- **Problem statement**
List every line in the records below that contains the word "each". Treat the match as case-sensitive.

- **Records from a data source**
============

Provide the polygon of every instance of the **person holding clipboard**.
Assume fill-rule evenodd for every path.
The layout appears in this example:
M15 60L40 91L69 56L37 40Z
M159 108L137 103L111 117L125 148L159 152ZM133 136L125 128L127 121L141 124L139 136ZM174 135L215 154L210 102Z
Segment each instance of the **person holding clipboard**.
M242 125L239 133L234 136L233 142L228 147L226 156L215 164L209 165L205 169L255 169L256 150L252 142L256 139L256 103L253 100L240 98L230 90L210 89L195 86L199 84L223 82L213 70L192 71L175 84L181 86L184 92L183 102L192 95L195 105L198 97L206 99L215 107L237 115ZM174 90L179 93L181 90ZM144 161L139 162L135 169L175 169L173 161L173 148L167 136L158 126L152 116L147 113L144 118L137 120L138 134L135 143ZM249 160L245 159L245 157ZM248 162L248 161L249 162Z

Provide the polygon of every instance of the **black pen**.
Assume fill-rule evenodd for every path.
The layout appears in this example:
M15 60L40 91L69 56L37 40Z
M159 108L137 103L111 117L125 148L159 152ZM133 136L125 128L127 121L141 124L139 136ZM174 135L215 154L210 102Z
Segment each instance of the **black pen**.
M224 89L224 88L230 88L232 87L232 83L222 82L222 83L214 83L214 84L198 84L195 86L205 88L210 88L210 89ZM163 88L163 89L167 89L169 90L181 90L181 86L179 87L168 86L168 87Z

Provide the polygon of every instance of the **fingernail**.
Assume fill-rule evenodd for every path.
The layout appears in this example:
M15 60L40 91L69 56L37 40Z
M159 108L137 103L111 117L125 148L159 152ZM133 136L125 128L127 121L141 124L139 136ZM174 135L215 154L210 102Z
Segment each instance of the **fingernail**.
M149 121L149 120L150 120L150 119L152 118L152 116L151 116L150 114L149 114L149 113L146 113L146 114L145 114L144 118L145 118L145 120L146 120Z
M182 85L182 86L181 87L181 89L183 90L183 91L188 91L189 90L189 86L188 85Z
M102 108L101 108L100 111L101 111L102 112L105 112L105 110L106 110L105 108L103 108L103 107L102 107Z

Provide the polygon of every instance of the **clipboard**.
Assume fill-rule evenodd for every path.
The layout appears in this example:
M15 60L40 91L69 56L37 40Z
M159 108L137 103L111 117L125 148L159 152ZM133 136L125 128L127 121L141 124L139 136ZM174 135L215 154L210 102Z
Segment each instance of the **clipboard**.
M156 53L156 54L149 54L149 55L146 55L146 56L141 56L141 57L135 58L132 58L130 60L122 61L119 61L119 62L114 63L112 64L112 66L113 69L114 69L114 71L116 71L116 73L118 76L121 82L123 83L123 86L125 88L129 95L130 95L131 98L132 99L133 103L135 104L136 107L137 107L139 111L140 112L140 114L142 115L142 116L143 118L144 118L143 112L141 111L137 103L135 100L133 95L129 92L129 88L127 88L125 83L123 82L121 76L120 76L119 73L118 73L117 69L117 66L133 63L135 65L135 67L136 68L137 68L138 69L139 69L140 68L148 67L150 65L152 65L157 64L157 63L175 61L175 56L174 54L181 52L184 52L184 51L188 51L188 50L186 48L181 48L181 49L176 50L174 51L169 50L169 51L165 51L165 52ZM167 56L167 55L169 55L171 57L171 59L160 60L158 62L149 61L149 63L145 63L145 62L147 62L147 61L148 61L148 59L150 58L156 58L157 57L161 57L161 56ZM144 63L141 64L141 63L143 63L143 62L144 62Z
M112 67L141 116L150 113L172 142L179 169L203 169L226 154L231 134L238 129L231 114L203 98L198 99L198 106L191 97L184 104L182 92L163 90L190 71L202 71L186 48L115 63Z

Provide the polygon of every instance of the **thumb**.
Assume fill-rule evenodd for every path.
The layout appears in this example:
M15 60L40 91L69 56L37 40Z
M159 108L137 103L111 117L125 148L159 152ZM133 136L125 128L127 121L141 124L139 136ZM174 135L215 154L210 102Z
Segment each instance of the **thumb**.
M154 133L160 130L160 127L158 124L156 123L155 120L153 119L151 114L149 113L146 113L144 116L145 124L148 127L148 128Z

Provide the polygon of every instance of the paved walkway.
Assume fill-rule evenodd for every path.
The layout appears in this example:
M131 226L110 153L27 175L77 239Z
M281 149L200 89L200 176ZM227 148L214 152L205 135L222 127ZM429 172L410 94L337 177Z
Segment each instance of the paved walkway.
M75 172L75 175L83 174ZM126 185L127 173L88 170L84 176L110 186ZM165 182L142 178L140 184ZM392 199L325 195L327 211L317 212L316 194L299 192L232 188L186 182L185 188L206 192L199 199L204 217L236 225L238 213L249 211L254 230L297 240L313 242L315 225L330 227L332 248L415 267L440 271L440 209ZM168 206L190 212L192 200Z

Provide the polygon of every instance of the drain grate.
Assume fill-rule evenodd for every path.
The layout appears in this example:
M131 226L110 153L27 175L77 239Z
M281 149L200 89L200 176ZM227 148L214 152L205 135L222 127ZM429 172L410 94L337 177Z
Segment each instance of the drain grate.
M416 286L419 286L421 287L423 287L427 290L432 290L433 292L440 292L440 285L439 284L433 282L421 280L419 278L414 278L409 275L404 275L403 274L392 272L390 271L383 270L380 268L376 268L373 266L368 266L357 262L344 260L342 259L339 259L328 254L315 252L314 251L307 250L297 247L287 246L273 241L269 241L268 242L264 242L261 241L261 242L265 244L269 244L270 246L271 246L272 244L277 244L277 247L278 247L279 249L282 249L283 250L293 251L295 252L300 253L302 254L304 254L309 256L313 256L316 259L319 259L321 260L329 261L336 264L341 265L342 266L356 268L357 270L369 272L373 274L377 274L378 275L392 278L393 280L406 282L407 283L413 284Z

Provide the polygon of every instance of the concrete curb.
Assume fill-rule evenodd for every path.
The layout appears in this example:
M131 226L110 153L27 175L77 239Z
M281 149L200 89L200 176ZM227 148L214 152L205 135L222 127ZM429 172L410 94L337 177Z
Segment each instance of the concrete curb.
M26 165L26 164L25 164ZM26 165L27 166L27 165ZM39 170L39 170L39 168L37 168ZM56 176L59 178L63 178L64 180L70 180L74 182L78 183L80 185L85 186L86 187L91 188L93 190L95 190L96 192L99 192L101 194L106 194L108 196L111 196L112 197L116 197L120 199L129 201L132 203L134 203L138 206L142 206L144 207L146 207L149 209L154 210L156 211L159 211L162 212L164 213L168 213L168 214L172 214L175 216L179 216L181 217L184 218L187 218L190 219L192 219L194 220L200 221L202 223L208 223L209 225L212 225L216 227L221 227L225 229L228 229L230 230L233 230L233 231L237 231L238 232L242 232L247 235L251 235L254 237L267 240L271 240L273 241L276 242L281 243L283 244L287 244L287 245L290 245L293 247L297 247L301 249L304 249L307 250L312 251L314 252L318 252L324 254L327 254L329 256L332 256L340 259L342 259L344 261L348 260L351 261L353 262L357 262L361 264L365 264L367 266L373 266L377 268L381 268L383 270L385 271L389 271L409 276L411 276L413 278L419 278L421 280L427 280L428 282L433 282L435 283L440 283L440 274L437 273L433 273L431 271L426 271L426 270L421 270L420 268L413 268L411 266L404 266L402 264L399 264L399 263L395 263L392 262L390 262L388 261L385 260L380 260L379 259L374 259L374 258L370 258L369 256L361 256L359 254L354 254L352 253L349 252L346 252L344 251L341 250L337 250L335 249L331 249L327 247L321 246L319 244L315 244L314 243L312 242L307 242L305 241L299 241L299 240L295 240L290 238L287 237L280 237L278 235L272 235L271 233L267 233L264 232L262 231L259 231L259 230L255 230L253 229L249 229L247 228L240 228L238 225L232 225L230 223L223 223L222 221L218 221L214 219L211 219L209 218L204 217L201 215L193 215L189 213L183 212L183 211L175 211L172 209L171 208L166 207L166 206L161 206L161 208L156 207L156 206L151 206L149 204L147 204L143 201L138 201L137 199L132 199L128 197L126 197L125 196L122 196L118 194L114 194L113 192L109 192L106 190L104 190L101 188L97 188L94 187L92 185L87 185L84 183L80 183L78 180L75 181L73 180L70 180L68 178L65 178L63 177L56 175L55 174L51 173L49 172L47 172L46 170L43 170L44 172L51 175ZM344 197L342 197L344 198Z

============

- **Complete response**
Segment each instance of the **person holding clipboard**.
Segment each instance of the **black pen**.
Segment each instance of the **fingernail**.
Segment each instance of the **clipboard**.
Segment each instance of the **thumb**.
Segment each instance of the paved walkway.
Segment each instance of the drain grate.
Segment each instance of the concrete curb.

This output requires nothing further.